■ **STATED TASK**
Please retype every one of the entries below word for word, leaving the pictures out.

Location identification items:
** start **
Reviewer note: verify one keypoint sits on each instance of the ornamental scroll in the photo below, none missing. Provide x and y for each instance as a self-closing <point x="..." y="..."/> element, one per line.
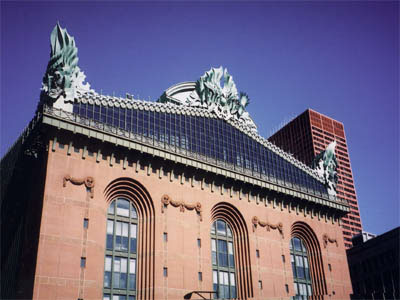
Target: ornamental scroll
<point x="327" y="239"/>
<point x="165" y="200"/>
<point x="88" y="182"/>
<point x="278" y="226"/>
** end **
■ **FINISHED EXERCISE**
Reviewer note: verify one keypoint sits on each instance of the ornamental scroll in the photo below, none missing. Provide x and y for each instance as a self-closing <point x="..." y="..."/> element, one per line.
Target: ornamental scroll
<point x="327" y="239"/>
<point x="165" y="200"/>
<point x="88" y="182"/>
<point x="278" y="226"/>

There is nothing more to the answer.